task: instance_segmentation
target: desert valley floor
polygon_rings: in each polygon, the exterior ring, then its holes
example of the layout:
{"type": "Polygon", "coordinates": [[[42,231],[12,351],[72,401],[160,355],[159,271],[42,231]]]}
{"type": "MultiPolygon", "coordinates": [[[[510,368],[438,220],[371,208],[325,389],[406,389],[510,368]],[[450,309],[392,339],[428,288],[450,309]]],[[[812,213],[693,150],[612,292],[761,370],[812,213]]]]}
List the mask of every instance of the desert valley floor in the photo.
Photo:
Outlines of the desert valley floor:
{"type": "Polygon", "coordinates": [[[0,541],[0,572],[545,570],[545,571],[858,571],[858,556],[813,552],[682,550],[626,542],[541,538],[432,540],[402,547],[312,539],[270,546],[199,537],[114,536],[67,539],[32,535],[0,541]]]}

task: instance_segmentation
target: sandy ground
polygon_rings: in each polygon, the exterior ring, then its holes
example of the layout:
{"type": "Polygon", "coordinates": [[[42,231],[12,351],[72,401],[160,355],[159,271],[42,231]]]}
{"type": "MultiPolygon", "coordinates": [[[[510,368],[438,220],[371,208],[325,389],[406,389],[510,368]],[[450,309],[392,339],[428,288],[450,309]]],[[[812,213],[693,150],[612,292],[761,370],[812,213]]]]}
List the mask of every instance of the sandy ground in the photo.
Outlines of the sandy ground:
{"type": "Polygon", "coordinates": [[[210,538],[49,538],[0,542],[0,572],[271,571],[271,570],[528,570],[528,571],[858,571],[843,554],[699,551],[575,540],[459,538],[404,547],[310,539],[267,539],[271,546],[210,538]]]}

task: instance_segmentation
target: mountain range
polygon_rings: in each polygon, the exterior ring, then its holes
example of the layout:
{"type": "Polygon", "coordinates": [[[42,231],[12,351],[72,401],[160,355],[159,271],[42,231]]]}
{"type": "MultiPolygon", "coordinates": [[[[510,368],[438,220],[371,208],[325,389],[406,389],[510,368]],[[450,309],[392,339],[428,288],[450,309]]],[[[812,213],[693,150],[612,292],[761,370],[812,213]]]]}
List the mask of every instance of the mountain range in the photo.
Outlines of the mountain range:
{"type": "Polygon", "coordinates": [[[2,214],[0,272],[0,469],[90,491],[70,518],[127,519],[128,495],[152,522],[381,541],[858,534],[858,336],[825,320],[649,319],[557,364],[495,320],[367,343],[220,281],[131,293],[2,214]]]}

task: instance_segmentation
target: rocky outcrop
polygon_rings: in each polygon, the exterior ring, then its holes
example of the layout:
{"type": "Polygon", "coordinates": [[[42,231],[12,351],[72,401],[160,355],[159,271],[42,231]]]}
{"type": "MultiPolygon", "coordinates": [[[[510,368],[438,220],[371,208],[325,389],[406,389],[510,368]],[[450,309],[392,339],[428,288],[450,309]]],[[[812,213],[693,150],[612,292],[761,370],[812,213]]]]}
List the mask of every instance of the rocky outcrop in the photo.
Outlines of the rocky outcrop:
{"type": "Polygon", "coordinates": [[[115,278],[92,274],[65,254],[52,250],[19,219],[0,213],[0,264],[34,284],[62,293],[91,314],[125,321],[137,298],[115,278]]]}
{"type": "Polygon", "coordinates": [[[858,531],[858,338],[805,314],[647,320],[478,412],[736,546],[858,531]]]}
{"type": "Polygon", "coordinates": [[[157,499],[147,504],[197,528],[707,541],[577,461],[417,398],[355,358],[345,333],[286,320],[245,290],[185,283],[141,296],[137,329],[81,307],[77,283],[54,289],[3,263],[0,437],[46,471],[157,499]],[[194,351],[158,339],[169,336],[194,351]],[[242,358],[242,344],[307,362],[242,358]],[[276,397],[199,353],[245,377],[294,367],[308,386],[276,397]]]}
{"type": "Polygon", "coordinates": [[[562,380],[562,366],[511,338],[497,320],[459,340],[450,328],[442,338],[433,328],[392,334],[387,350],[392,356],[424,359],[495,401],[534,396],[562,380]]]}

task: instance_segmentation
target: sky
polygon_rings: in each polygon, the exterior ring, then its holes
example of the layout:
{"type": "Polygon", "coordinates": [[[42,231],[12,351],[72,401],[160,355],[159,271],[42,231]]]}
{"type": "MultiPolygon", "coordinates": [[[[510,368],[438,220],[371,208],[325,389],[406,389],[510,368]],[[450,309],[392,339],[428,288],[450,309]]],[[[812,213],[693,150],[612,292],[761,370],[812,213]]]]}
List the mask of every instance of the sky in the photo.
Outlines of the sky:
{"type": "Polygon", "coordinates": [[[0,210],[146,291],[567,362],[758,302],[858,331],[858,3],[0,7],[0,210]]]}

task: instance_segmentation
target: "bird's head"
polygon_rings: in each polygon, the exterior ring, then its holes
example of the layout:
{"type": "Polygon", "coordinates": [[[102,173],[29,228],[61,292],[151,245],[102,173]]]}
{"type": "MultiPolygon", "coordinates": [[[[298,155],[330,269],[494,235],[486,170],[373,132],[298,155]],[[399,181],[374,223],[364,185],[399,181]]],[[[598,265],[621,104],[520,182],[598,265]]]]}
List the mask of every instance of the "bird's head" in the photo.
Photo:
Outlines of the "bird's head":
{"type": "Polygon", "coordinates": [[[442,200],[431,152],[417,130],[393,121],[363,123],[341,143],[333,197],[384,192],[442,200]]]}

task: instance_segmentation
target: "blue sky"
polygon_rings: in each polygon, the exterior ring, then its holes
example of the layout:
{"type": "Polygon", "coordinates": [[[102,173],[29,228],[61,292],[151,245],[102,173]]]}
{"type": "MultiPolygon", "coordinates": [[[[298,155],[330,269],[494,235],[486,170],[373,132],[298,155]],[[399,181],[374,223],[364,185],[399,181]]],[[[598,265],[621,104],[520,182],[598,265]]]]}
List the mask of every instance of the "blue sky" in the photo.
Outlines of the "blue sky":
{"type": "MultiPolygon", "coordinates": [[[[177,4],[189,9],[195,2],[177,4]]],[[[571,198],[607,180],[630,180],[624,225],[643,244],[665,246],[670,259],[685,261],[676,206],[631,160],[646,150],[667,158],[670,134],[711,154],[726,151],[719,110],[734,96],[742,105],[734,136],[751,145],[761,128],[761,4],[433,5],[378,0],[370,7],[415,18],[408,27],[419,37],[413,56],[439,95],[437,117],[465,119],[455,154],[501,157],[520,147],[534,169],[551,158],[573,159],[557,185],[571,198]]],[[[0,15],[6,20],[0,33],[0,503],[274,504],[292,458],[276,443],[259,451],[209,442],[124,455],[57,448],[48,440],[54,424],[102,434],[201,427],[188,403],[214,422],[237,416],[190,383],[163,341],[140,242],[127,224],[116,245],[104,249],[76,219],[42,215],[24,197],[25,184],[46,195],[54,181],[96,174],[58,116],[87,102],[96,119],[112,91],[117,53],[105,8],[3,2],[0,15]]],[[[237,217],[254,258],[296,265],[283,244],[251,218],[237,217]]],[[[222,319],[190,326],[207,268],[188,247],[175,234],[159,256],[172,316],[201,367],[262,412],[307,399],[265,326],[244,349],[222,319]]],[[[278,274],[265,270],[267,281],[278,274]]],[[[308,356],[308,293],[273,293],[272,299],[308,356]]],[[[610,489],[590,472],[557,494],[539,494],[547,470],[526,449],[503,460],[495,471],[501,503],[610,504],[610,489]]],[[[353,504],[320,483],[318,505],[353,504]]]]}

--------------------------------

## STATED GOAL
Can you copy out all of the items above, line for line, with no changes at all?

## COMPLETED TASK
task: instance_segmentation
target: desert valley floor
polygon_rings: in each polygon, the exterior ring, then its holes
example of the layout:
{"type": "Polygon", "coordinates": [[[42,231],[12,351],[72,401],[160,355],[159,271],[42,231]]]}
{"type": "MultiPolygon", "coordinates": [[[[510,368],[438,220],[371,208],[325,389],[406,389],[510,368]],[[450,309],[392,339],[428,288],[450,309]]],[[[812,213],[693,150],[612,292],[761,370],[812,213]]]]}
List the mask of every instance of the desert valley floor in the photo.
Photo:
Outlines of the desert valley floor:
{"type": "Polygon", "coordinates": [[[0,541],[0,572],[545,570],[545,571],[858,571],[858,556],[813,552],[682,550],[626,542],[541,538],[432,540],[402,547],[312,539],[270,546],[199,537],[114,536],[67,539],[32,535],[0,541]]]}

task: instance_segmentation
target: sandy ground
polygon_rings: in each polygon, the exterior ring, then its holes
example of the layout:
{"type": "Polygon", "coordinates": [[[42,231],[12,351],[72,401],[160,355],[159,271],[42,231]]]}
{"type": "MultiPolygon", "coordinates": [[[[510,368],[438,220],[371,208],[325,389],[406,389],[510,368]],[[450,309],[392,339],[428,288],[450,309]]],[[[812,213],[693,150],[612,292],[761,370],[812,213]]]]}
List the mask of every instance of the sandy ground in the photo.
Outlines of the sandy ground:
{"type": "Polygon", "coordinates": [[[210,538],[49,538],[0,542],[0,572],[271,571],[271,570],[528,570],[528,571],[858,571],[843,554],[699,551],[575,540],[459,538],[404,547],[310,539],[267,539],[271,546],[210,538]]]}

task: instance_segmentation
target: mountain range
polygon_rings: in each polygon, the exterior ring, then its holes
example of the layout:
{"type": "Polygon", "coordinates": [[[42,231],[12,351],[72,401],[160,355],[159,271],[42,231]]]}
{"type": "MultiPolygon", "coordinates": [[[[510,368],[438,220],[371,208],[325,389],[406,389],[510,368]],[[450,309],[392,339],[428,288],[450,309]]],[[[812,213],[693,150],[612,292],[761,370],[812,213]]]]}
List the mask of every instance of the mountain range in the photo.
Outlines of the mountain range:
{"type": "Polygon", "coordinates": [[[2,214],[0,272],[0,469],[90,491],[70,518],[127,519],[128,495],[152,522],[381,541],[858,534],[858,336],[825,320],[649,319],[557,364],[495,320],[367,343],[220,281],[131,293],[2,214]]]}

task: instance_segmentation
target: rocky outcrop
polygon_rings: in each polygon, the exterior ring, then its holes
example of the layout:
{"type": "Polygon", "coordinates": [[[42,231],[12,351],[72,401],[160,355],[159,271],[42,231]]]}
{"type": "MultiPolygon", "coordinates": [[[[510,368],[438,220],[371,208],[325,389],[406,389],[510,368]],[[450,309],[392,339],[428,288],[450,309]]],[[[812,213],[693,150],[612,292],[761,370],[812,213]]]]}
List the mask of every instance of the rocky outcrop in the photo.
Outlines of the rocky outcrop:
{"type": "Polygon", "coordinates": [[[115,278],[92,274],[65,254],[52,250],[19,219],[0,213],[0,264],[34,284],[62,293],[91,314],[125,321],[137,298],[115,278]]]}
{"type": "Polygon", "coordinates": [[[858,531],[858,338],[805,314],[647,320],[478,412],[736,546],[858,531]]]}
{"type": "Polygon", "coordinates": [[[157,499],[147,504],[197,528],[707,541],[577,461],[417,398],[355,358],[345,333],[286,320],[245,290],[185,283],[141,296],[137,329],[81,307],[77,283],[54,289],[3,263],[0,437],[46,471],[157,499]],[[194,351],[158,339],[169,336],[194,351]],[[242,358],[242,344],[307,362],[242,358]],[[276,397],[199,353],[245,377],[294,367],[308,386],[276,397]]]}
{"type": "Polygon", "coordinates": [[[562,380],[562,366],[511,338],[497,320],[459,340],[450,328],[442,338],[433,328],[392,334],[387,350],[392,356],[424,359],[495,401],[534,396],[562,380]]]}

task: instance_segmentation
target: sky
polygon_rings: in each polygon, the exterior ring, then its holes
example of the layout:
{"type": "Polygon", "coordinates": [[[42,231],[12,351],[72,401],[160,355],[159,271],[42,231]]]}
{"type": "MultiPolygon", "coordinates": [[[[510,368],[438,220],[371,208],[325,389],[406,389],[510,368]],[[450,309],[392,339],[428,288],[450,309]]],[[[812,213],[693,150],[612,292],[761,370],[812,213]]]]}
List the mask of every instance of the sky in the photo.
Outlines of the sky:
{"type": "Polygon", "coordinates": [[[0,210],[146,291],[567,362],[758,302],[858,331],[858,3],[0,7],[0,210]]]}

task: instance_segmentation
target: "bird's head"
polygon_rings: in each polygon, the exterior ring, then its holes
example of the layout:
{"type": "Polygon", "coordinates": [[[102,173],[29,228],[61,292],[151,245],[102,173]]]}
{"type": "MultiPolygon", "coordinates": [[[[298,155],[330,269],[494,235],[486,170],[373,132],[298,155]],[[399,181],[374,223],[364,185],[399,181]]],[[[598,265],[621,104],[520,182],[598,265]]]]}
List the mask of every instance of the "bird's head" in the photo.
Photo:
Outlines of the "bird's head":
{"type": "Polygon", "coordinates": [[[442,200],[431,152],[417,130],[393,121],[363,123],[341,143],[333,197],[384,192],[442,200]]]}

task: instance_segmentation
target: "blue sky"
polygon_rings: in each polygon, the exterior ring, then its holes
example of the layout:
{"type": "Polygon", "coordinates": [[[102,173],[29,228],[61,292],[151,245],[102,173]]]}
{"type": "MultiPolygon", "coordinates": [[[[298,155],[330,269],[494,235],[486,170],[373,132],[298,155]],[[399,181],[374,223],[364,185],[399,181]]],[[[598,265],[621,104],[520,182],[598,265]]]]}
List the mask of every instance of the "blue sky" in the photo.
Outlines of the "blue sky":
{"type": "MultiPolygon", "coordinates": [[[[177,4],[189,9],[195,2],[177,4]]],[[[571,198],[607,180],[630,180],[624,225],[643,244],[665,246],[670,259],[685,261],[676,206],[631,160],[646,150],[667,158],[670,134],[711,154],[726,151],[719,110],[734,96],[742,105],[734,136],[751,145],[761,128],[761,4],[433,5],[378,0],[370,7],[415,18],[408,27],[419,37],[413,56],[439,95],[437,117],[465,119],[455,154],[501,157],[520,147],[534,169],[551,158],[573,159],[557,185],[571,198]]],[[[0,15],[6,20],[0,33],[0,503],[274,504],[292,458],[276,443],[259,451],[209,442],[124,455],[57,448],[48,440],[54,424],[102,434],[201,427],[188,403],[214,422],[237,416],[190,383],[163,341],[140,242],[127,224],[116,245],[104,249],[76,219],[42,215],[24,197],[25,184],[46,195],[54,181],[96,174],[58,116],[87,102],[96,119],[112,91],[117,53],[105,8],[3,2],[0,15]]],[[[237,217],[254,258],[296,265],[283,244],[251,218],[237,217]]],[[[222,319],[190,326],[207,268],[188,247],[175,234],[159,256],[172,316],[201,367],[262,412],[307,399],[265,326],[244,349],[222,319]]],[[[278,274],[265,270],[267,281],[278,274]]],[[[308,356],[308,293],[273,293],[272,299],[308,356]]],[[[610,489],[590,472],[557,494],[539,494],[547,470],[526,449],[503,460],[495,471],[501,503],[610,504],[610,489]]],[[[353,504],[320,483],[318,505],[353,504]]]]}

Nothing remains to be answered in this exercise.